*Text block*.
^^^^
For many, braving the line is well worth the wait. It is like a pre-game for a sporting event as anticipation and hunger builds. Like tailgating, people bring card games or footballs, beer and food. Students study for tests or play games on their cell phone. My friends brought Java beer, each with the same caffeine as a cup of coffee, to celebrate a Sunday Funday at Franklin’s BBQ.

Come Prepared

Needless to say, a trip to Franklins is a full commitment for your day. Whether you’re a local or tourist in town for just the weekend, make sure you prepare prior to hopping in line. Bring waters, snacks, chairs and something to do. By the time you make it through the doors and get a whiff of what awaits, you’ll know it was well worth the wait.

The Big 5 – where are the big name acts in Austin?

Austin has long since been known as a famous music town, but there are some factors that have limited big acts from playing regular shows in ATX for some time. Until recently, the largest theaters and venues could only hold a couple thousand people, and the location (deep in the heart of Texas) is out of the way for a lot of bands. Sure, Houston, Dallas, San Antonio and Austin create a nice run once you make it all the way to Texas, but the next city to the east is New Orleans, and to the west is Albuquerque. With the huge geographic barriers and size of venues, Austin didn’t catch huge acts until the 360 Amphitheatre was built. Below are a list of venues where you might catch the biggest names in the industry.

Circuit of the Americas 360 Amphitheater

Built as a race track, the Circuit de Americas has a huge amphitheater that can hold about 20 thousand people. About half of the venue has permanent seating covered by an overhanging ceiling, while the remainder of the theater (the back) is a grassy field. Bring blankets, sunglasses and sunscreen for summer shows. Like all venues, beer and food is expensive but the biggest names in the business perform at the 360 Amphitheater.

Stubbs

A long time name stay in Austin, Stubbs BBQ is far more than the name suggests. Sure, the BBQ is great and Sunday Gospel Brunch is a favorite of mine, but the Stubbs Back Yard takes the cake. Holding about 2,000 people, the yard is big enough for mid-sized acts that tour the country. Due to noise ordinances (check out my ramblings on Austin’s noise ordinances here) the outdoor venue closes around 11pm. Don’t worry, your ticket gets you into Stubbs Indoors for the after party. The restaurant converts into a venue after hours and the shows go as late as 2pm.

Moody Theater

The long-time famous Austin City Limits Live edition has played from the Moody Theater in downtown Austin for decades. Large names and great acts perform in this intimate theater often for live recordings. Tickets are higher priced, but sound quality is incredible and musicians always perform at their best.

Beauty Ballroom

UPDATE: The Beauty Ballroom is now permanent closed. Tucked away on Riverside Rd south of downtown, The Beauty Ballroom is an unassuming warehouse surrounded by shopping centers. Inside, you’ll find a space that holds about 600 people and a schedule that boasts touring acts from all over the country. Owned by the same folks that purchased Antone’s, The Beauty Ballroom keeps the rock, blues, soul funk spirit alive.
^^^^
*Data*.
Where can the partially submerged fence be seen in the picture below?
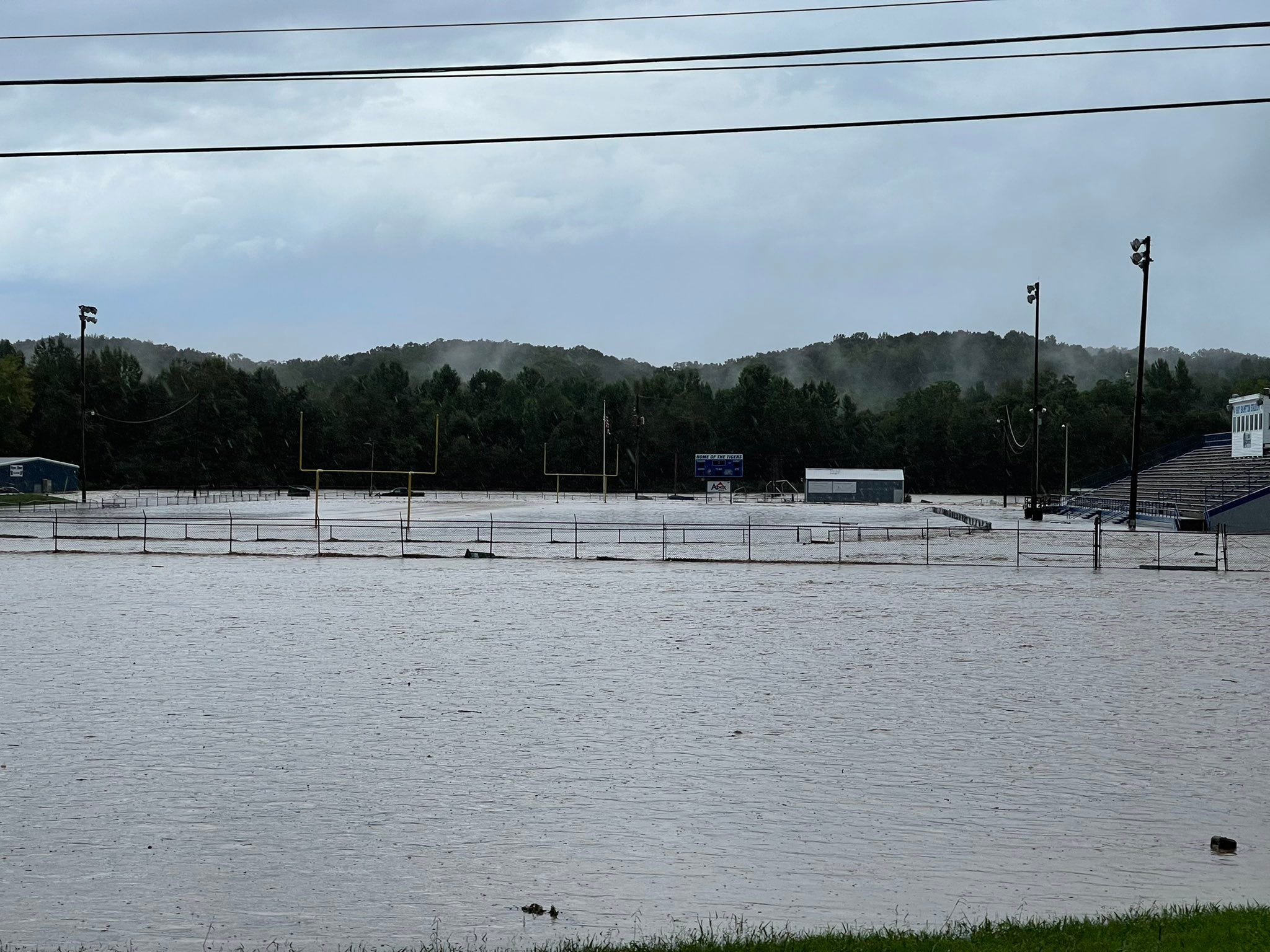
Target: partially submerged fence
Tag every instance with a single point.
(828, 542)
^^^^
*Short problem*.
Return the passage of the Austin text above from "For many, braving" up to and including "was well worth the wait.", word for word.

*Worked answer*.
For many, braving the line is well worth the wait. It is like a pre-game for a sporting event as anticipation and hunger builds. Like tailgating, people bring card games or footballs, beer and food. Students study for tests or play games on their cell phone. My friends brought Java beer, each with the same caffeine as a cup of coffee, to celebrate a Sunday Funday at Franklin’s BBQ.

Come Prepared

Needless to say, a trip to Franklins is a full commitment for your day. Whether you’re a local or tourist in town for just the weekend, make sure you prepare prior to hopping in line. Bring waters, snacks, chairs and something to do. By the time you make it through the doors and get a whiff of what awaits, you’ll know it was well worth the wait.